═══ INFORMATION

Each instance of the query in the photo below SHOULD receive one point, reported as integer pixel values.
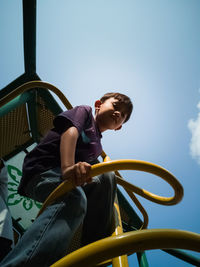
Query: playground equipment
(27, 109)
(36, 105)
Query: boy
(67, 152)
(6, 231)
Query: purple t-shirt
(46, 155)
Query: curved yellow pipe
(31, 85)
(127, 165)
(144, 213)
(140, 165)
(128, 243)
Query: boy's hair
(121, 98)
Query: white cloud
(194, 126)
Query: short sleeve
(77, 117)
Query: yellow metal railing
(120, 244)
(128, 164)
(128, 243)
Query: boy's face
(110, 115)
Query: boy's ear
(118, 128)
(97, 104)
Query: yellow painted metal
(106, 158)
(31, 85)
(128, 243)
(128, 164)
(120, 261)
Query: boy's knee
(109, 180)
(79, 200)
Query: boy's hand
(79, 173)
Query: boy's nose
(118, 114)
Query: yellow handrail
(128, 243)
(106, 158)
(127, 165)
(40, 84)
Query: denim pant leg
(100, 201)
(47, 239)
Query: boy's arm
(79, 172)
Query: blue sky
(146, 49)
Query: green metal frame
(29, 33)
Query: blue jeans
(48, 238)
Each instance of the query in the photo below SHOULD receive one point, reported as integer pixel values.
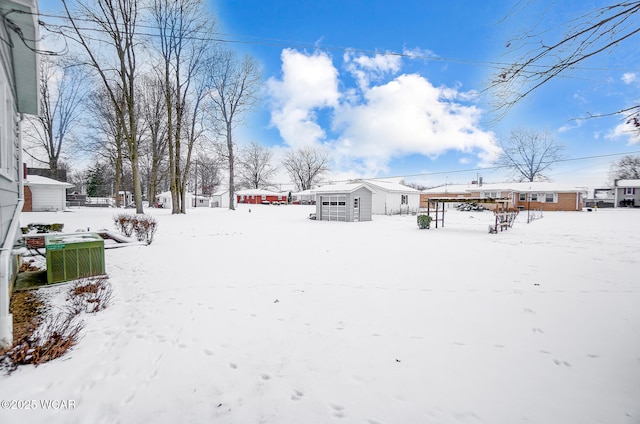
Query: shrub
(51, 340)
(424, 222)
(89, 295)
(144, 226)
(124, 224)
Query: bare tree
(154, 146)
(207, 173)
(117, 21)
(60, 99)
(593, 33)
(529, 153)
(254, 166)
(627, 168)
(234, 92)
(306, 166)
(182, 26)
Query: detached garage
(42, 194)
(344, 202)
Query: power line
(457, 171)
(228, 38)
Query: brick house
(528, 195)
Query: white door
(356, 209)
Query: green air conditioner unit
(74, 256)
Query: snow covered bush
(124, 224)
(89, 295)
(424, 222)
(144, 226)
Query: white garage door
(334, 208)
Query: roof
(257, 192)
(390, 186)
(24, 48)
(628, 183)
(525, 187)
(343, 188)
(37, 180)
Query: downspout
(6, 252)
(6, 319)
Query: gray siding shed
(344, 202)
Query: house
(42, 194)
(220, 199)
(125, 198)
(164, 200)
(601, 198)
(305, 197)
(527, 195)
(626, 193)
(351, 202)
(256, 196)
(392, 198)
(19, 87)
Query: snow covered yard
(266, 316)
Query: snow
(266, 316)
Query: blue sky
(369, 108)
(398, 88)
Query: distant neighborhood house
(42, 194)
(527, 195)
(260, 196)
(392, 198)
(626, 193)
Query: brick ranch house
(259, 196)
(536, 195)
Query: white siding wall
(47, 198)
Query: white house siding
(48, 198)
(391, 203)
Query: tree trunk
(232, 205)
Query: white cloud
(409, 115)
(366, 69)
(391, 118)
(309, 82)
(629, 77)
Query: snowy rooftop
(628, 183)
(519, 187)
(391, 186)
(341, 188)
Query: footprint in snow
(559, 362)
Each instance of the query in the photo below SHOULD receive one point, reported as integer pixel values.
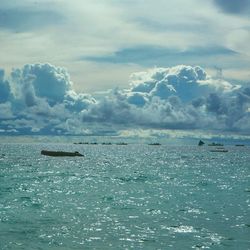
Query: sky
(125, 67)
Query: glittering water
(124, 197)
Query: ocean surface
(124, 197)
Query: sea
(134, 196)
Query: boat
(221, 150)
(216, 144)
(60, 153)
(121, 143)
(201, 143)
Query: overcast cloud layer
(40, 99)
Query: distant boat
(216, 144)
(221, 150)
(121, 143)
(60, 153)
(201, 143)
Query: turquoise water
(124, 197)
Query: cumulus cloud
(5, 92)
(182, 97)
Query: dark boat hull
(60, 153)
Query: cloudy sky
(120, 66)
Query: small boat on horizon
(214, 144)
(221, 150)
(201, 143)
(60, 153)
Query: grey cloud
(234, 6)
(26, 19)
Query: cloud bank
(40, 99)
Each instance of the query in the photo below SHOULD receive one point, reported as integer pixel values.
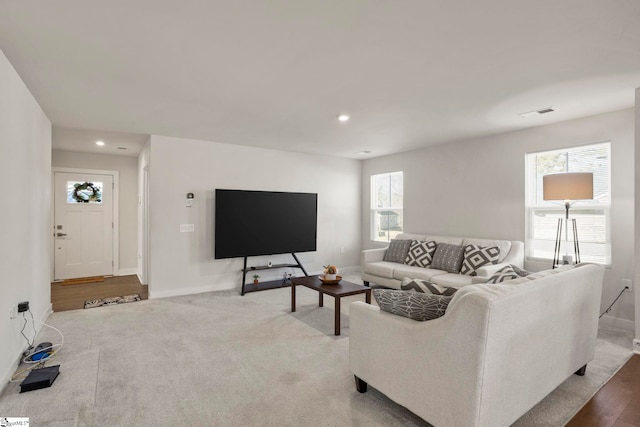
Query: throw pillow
(423, 286)
(397, 250)
(476, 256)
(448, 257)
(420, 253)
(507, 273)
(413, 305)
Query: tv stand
(272, 284)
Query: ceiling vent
(537, 112)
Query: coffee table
(337, 291)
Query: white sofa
(498, 350)
(390, 274)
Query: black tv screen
(251, 223)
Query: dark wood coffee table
(337, 291)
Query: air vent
(537, 112)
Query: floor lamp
(567, 187)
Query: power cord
(49, 351)
(614, 301)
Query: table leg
(337, 314)
(293, 297)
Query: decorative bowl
(329, 281)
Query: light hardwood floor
(72, 297)
(617, 403)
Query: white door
(83, 225)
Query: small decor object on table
(330, 275)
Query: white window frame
(376, 229)
(594, 247)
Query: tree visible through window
(592, 216)
(386, 206)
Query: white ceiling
(275, 73)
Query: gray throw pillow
(419, 285)
(448, 257)
(397, 250)
(420, 253)
(507, 273)
(476, 257)
(414, 305)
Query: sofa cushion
(454, 280)
(507, 273)
(414, 305)
(402, 270)
(380, 269)
(425, 287)
(476, 256)
(420, 253)
(448, 257)
(397, 250)
(504, 245)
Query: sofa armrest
(401, 357)
(372, 255)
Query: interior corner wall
(25, 182)
(636, 281)
(183, 263)
(127, 167)
(477, 188)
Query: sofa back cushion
(397, 250)
(503, 245)
(420, 253)
(448, 257)
(477, 256)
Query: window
(592, 216)
(386, 206)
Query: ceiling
(276, 73)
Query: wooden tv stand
(272, 284)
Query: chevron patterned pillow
(413, 305)
(420, 253)
(476, 257)
(419, 285)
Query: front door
(83, 225)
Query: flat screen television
(252, 223)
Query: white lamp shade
(567, 186)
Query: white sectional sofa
(390, 274)
(495, 353)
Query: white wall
(25, 182)
(183, 263)
(477, 188)
(127, 168)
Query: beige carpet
(226, 360)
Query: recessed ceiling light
(537, 112)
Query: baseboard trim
(615, 322)
(127, 271)
(14, 367)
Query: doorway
(85, 223)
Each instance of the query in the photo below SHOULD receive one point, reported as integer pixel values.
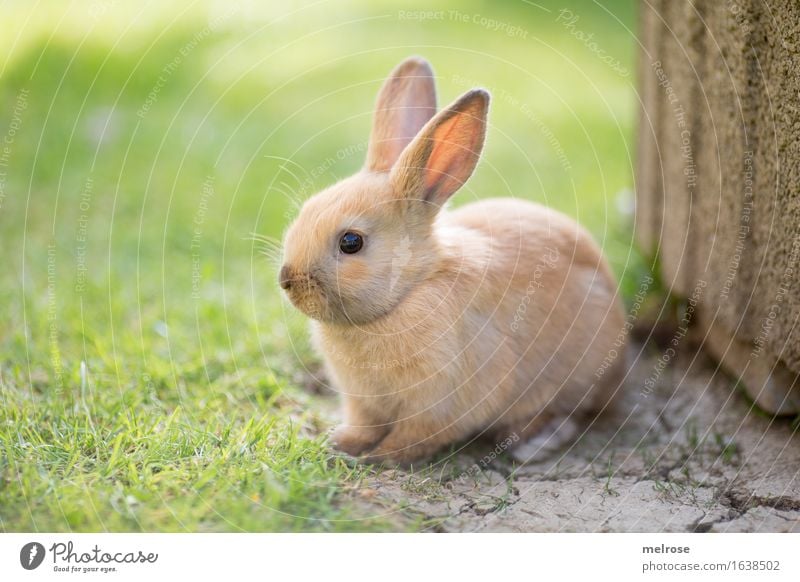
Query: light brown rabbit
(497, 318)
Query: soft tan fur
(494, 318)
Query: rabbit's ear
(442, 157)
(405, 103)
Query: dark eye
(351, 243)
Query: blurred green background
(152, 377)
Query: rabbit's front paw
(354, 440)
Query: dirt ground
(690, 455)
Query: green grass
(151, 377)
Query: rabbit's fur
(496, 318)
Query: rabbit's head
(359, 246)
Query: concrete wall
(718, 178)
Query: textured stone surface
(689, 455)
(718, 177)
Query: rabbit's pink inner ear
(406, 102)
(456, 149)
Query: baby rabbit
(496, 319)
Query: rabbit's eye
(351, 242)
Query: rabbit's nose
(285, 278)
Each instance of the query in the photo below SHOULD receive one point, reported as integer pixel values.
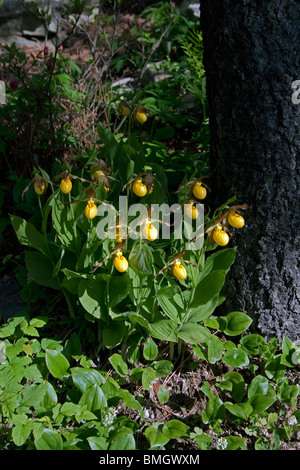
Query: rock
(17, 19)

══════

WHAT IS BEING ASKED
In the records above, the lines from the one containing "Query: rabbit's pink inner ear" through the last line are to be written out exactly, both ends included and pictures omitted.

SOLVED PROBLEM
Query: rabbit's pink inner ear
(406, 102)
(456, 149)
Query: baby rabbit
(496, 319)
Query: rabbit's eye
(351, 242)
Query: rabbit's nose
(285, 278)
Each instance of the query in the photo below SHOULD receive one point, reported as integer pixel values.
Query: rock
(17, 19)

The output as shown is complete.